§ **TASK REQUIREMENTS**
Look through the entries below and copy exactly the part that begins with the line containing "positive clicks: (231, 90)" and ends with the line containing "positive clicks: (206, 53)". Do not copy the pictures.

Collected data entries
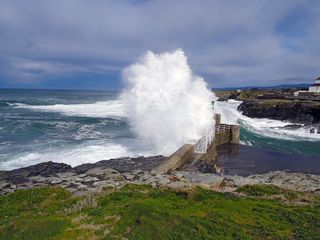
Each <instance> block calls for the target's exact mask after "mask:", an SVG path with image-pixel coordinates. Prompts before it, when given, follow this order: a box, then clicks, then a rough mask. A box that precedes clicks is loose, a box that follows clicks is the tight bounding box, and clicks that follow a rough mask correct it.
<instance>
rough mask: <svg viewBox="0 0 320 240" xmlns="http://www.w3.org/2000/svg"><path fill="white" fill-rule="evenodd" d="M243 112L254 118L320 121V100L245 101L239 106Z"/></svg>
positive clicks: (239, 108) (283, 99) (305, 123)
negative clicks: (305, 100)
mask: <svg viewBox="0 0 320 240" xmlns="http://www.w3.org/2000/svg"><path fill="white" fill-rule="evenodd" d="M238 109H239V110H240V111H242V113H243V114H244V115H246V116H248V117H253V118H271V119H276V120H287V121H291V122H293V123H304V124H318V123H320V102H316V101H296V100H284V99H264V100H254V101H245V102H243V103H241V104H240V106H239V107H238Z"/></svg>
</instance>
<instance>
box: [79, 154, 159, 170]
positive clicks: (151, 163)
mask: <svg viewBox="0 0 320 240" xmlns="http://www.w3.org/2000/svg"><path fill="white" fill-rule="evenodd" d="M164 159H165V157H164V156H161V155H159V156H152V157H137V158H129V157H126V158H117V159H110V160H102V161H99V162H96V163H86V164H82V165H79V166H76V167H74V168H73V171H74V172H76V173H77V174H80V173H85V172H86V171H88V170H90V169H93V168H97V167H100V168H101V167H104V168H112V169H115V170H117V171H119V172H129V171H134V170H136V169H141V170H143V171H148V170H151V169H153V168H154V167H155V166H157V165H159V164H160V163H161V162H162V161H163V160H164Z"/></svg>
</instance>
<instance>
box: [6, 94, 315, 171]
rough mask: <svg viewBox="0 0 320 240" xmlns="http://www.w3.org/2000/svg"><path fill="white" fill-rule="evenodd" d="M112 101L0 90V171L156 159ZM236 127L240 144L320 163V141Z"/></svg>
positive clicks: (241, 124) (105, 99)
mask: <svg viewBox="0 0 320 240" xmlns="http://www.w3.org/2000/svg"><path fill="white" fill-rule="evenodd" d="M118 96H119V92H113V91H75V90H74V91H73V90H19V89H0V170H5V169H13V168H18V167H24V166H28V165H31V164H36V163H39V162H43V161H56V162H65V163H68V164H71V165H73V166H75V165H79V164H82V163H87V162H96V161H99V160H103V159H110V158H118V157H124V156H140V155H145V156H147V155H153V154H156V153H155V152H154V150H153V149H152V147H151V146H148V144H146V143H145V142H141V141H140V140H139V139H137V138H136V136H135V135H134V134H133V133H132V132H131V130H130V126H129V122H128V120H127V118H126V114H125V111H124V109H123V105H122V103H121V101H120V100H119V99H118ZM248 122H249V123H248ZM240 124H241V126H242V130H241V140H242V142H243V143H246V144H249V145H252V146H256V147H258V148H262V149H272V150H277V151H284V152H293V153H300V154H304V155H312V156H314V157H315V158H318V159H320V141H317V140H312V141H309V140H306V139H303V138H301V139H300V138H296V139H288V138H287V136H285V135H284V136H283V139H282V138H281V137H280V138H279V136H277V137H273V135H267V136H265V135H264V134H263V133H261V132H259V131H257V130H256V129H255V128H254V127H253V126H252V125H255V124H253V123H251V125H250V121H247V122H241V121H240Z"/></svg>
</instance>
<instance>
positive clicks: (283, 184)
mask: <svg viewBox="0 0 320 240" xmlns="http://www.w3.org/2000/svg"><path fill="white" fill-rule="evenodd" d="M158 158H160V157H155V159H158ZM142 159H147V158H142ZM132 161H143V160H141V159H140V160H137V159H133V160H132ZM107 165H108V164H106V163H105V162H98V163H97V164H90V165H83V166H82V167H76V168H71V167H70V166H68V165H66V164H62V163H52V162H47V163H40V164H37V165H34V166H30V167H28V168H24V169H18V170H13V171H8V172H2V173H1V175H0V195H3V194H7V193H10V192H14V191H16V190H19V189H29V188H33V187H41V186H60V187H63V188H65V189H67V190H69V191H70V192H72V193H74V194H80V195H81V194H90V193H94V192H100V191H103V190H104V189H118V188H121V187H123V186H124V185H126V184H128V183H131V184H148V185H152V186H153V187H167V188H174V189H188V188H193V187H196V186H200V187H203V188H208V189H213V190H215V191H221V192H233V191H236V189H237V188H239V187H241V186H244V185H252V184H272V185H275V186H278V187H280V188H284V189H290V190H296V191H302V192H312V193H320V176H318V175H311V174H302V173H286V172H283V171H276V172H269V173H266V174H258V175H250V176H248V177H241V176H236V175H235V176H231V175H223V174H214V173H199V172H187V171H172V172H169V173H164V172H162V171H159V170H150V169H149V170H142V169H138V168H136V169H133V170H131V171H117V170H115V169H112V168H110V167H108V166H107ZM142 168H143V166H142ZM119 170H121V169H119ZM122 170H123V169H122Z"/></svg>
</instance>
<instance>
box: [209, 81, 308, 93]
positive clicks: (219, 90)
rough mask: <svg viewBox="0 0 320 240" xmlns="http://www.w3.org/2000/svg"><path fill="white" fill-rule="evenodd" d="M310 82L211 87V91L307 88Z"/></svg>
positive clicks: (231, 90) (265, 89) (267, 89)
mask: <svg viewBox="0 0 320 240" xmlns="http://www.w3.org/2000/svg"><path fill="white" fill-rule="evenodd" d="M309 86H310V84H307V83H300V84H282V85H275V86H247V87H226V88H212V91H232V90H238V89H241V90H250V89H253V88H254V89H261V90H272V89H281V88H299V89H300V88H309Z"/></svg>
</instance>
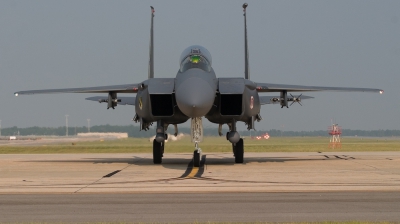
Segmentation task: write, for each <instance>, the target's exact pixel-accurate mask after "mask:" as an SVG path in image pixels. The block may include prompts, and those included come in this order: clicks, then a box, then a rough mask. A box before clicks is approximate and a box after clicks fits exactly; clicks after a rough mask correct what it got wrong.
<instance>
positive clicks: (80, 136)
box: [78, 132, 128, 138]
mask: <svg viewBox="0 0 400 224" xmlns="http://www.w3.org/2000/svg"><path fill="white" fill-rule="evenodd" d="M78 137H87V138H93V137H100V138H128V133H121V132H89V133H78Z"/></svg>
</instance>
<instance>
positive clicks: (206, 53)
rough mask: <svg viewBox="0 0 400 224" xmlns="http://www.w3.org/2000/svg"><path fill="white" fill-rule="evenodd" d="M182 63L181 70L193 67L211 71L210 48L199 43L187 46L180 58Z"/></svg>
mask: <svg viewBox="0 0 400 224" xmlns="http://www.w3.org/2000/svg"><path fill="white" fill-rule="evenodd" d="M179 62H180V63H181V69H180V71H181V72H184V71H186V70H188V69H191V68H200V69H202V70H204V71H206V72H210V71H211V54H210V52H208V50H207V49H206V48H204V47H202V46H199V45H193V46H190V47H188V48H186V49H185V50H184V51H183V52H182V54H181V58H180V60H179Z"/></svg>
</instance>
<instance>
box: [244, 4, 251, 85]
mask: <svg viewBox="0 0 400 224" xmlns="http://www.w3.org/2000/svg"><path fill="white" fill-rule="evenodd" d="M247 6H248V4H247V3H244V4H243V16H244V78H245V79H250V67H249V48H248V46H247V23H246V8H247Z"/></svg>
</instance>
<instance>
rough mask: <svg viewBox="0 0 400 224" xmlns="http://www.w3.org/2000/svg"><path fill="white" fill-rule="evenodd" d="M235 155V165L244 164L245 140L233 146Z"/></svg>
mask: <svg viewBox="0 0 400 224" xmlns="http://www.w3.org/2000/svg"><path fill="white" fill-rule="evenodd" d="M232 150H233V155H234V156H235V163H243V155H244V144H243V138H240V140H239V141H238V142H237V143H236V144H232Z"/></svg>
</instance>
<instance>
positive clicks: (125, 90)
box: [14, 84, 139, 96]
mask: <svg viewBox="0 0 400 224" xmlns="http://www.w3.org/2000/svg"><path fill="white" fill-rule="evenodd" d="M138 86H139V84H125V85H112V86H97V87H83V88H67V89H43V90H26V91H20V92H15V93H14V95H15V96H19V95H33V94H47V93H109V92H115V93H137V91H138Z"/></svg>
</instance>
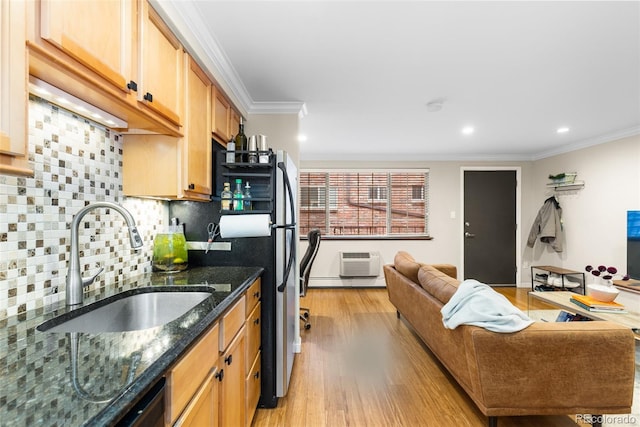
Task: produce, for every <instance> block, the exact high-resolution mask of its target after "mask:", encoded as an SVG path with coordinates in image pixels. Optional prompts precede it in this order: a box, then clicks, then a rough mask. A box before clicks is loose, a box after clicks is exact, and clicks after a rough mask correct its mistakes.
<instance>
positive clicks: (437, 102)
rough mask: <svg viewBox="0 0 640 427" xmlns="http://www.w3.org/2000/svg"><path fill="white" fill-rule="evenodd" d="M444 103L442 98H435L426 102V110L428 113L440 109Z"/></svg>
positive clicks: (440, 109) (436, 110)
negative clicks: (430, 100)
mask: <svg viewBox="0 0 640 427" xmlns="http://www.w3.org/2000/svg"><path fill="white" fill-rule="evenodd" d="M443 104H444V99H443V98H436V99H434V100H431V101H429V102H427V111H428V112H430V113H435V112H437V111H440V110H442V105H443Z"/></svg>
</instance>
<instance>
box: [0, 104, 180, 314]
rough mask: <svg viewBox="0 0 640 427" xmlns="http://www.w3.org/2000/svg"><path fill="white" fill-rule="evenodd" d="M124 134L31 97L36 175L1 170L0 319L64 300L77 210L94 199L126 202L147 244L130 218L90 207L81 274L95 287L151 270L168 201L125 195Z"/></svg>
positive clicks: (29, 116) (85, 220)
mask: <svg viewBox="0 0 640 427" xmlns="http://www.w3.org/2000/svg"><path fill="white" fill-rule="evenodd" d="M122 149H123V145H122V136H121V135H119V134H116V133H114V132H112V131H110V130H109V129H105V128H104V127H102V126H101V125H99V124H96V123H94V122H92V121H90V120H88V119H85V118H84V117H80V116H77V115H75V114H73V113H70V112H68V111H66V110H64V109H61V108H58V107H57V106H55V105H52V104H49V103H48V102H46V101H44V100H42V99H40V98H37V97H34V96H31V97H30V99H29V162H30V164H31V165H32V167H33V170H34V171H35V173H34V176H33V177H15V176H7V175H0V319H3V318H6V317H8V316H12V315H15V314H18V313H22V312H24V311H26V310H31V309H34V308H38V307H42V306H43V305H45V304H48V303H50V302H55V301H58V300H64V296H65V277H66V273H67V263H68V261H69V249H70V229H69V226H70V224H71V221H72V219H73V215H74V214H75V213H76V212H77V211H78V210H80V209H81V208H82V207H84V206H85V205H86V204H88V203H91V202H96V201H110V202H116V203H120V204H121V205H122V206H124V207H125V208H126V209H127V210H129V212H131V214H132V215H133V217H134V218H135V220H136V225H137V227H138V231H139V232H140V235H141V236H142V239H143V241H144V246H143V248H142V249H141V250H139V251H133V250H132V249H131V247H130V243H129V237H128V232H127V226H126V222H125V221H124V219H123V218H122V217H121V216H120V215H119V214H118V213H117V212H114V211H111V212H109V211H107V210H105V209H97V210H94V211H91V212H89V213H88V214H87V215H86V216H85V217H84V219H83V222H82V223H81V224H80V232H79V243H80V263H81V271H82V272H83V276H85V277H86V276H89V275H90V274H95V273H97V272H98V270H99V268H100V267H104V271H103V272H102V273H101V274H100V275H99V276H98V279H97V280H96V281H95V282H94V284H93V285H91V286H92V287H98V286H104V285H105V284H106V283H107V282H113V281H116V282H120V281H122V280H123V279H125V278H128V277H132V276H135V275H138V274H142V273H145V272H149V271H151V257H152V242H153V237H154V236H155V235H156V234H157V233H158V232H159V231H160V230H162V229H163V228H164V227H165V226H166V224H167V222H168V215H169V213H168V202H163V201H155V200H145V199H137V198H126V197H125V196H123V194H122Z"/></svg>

§ **FINAL ANSWER**
positive clicks: (231, 90) (265, 89) (267, 89)
mask: <svg viewBox="0 0 320 240" xmlns="http://www.w3.org/2000/svg"><path fill="white" fill-rule="evenodd" d="M309 86H310V84H307V83H300V84H282V85H275V86H247V87H226V88H212V91H232V90H238V89H241V90H250V89H253V88H254V89H261V90H272V89H281V88H299V89H300V88H309Z"/></svg>
</instance>
Segmentation task: write, for each <instance>, the target's exact pixel-accurate mask after "mask:" as an SVG path in image pixels. The block may include prompts, and those included come in this order: clicks, then a box, then a rough mask. A box before clicks is approximate and a box after clicks fits exactly; clicks after a rough mask correct what it got wrong.
<instance>
positive clicks: (80, 136)
box: [78, 132, 128, 138]
mask: <svg viewBox="0 0 400 224" xmlns="http://www.w3.org/2000/svg"><path fill="white" fill-rule="evenodd" d="M78 137H87V138H93V137H100V138H128V133H121V132H89V133H78Z"/></svg>
</instance>
<instance>
positive clicks: (206, 53)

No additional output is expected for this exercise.